━━━ Supplied information ━━━

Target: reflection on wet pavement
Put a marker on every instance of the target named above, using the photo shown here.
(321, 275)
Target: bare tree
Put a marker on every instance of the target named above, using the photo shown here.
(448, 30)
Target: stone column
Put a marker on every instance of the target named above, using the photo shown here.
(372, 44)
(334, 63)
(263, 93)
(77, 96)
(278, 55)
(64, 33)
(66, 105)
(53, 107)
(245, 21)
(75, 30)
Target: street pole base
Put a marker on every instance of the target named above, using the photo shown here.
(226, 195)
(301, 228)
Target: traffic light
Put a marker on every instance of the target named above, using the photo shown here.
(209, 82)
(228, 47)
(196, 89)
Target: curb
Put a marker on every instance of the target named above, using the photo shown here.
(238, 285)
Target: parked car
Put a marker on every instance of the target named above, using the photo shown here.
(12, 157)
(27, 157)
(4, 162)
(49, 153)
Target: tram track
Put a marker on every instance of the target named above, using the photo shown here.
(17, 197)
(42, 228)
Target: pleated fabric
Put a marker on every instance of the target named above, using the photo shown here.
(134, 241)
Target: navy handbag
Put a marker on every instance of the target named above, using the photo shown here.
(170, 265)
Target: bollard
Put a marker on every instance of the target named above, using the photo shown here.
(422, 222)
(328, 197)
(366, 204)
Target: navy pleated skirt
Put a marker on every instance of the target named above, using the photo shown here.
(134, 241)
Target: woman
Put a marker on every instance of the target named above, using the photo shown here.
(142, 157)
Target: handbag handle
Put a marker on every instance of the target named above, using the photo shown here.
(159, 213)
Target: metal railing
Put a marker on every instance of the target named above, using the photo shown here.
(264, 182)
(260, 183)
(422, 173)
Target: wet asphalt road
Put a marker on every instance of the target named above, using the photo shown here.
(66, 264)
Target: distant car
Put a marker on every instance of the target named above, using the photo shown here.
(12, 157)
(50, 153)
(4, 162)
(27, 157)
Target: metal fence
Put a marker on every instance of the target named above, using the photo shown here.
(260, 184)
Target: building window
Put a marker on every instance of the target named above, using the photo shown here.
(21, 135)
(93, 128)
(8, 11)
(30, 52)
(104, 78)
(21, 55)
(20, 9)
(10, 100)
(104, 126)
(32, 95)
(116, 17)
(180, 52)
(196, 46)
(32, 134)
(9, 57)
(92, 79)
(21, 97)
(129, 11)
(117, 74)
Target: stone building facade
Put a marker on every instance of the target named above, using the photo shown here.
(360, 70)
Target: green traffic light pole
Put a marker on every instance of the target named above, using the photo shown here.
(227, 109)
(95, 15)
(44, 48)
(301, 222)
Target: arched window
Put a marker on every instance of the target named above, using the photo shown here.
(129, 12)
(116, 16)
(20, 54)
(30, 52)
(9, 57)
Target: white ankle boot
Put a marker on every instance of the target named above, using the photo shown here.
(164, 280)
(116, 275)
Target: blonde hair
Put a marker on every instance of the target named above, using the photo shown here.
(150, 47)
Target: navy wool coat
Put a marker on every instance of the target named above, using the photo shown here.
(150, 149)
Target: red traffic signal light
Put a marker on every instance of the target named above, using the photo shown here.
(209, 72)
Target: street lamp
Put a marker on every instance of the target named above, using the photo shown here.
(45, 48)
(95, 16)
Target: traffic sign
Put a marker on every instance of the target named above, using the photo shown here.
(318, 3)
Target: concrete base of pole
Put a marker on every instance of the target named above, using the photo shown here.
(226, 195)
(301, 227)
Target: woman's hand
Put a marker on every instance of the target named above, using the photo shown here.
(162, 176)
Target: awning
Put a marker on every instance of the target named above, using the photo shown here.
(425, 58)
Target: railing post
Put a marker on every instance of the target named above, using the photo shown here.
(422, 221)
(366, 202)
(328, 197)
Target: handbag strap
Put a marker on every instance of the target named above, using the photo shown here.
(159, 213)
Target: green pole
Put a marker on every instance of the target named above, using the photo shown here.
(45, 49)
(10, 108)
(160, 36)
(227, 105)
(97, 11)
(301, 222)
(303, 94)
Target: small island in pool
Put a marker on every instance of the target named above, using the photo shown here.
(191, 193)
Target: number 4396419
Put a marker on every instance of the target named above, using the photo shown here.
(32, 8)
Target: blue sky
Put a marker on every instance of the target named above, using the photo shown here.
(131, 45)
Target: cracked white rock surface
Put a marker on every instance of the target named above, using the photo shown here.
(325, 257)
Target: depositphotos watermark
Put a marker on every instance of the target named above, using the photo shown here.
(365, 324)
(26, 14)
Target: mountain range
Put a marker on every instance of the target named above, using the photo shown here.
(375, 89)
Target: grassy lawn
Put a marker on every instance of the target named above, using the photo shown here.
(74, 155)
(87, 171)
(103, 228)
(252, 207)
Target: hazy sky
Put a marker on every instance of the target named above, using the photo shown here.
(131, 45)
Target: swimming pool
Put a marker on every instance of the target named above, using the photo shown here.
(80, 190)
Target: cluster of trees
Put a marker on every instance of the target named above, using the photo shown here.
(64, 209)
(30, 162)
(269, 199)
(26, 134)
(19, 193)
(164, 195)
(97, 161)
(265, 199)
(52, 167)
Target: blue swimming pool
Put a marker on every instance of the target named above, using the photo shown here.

━━━

[Exercise aim]
With "street" as the search string, filter the records and return each line that has it.

[Solution for this task]
Target: street pole base
Target: street lamp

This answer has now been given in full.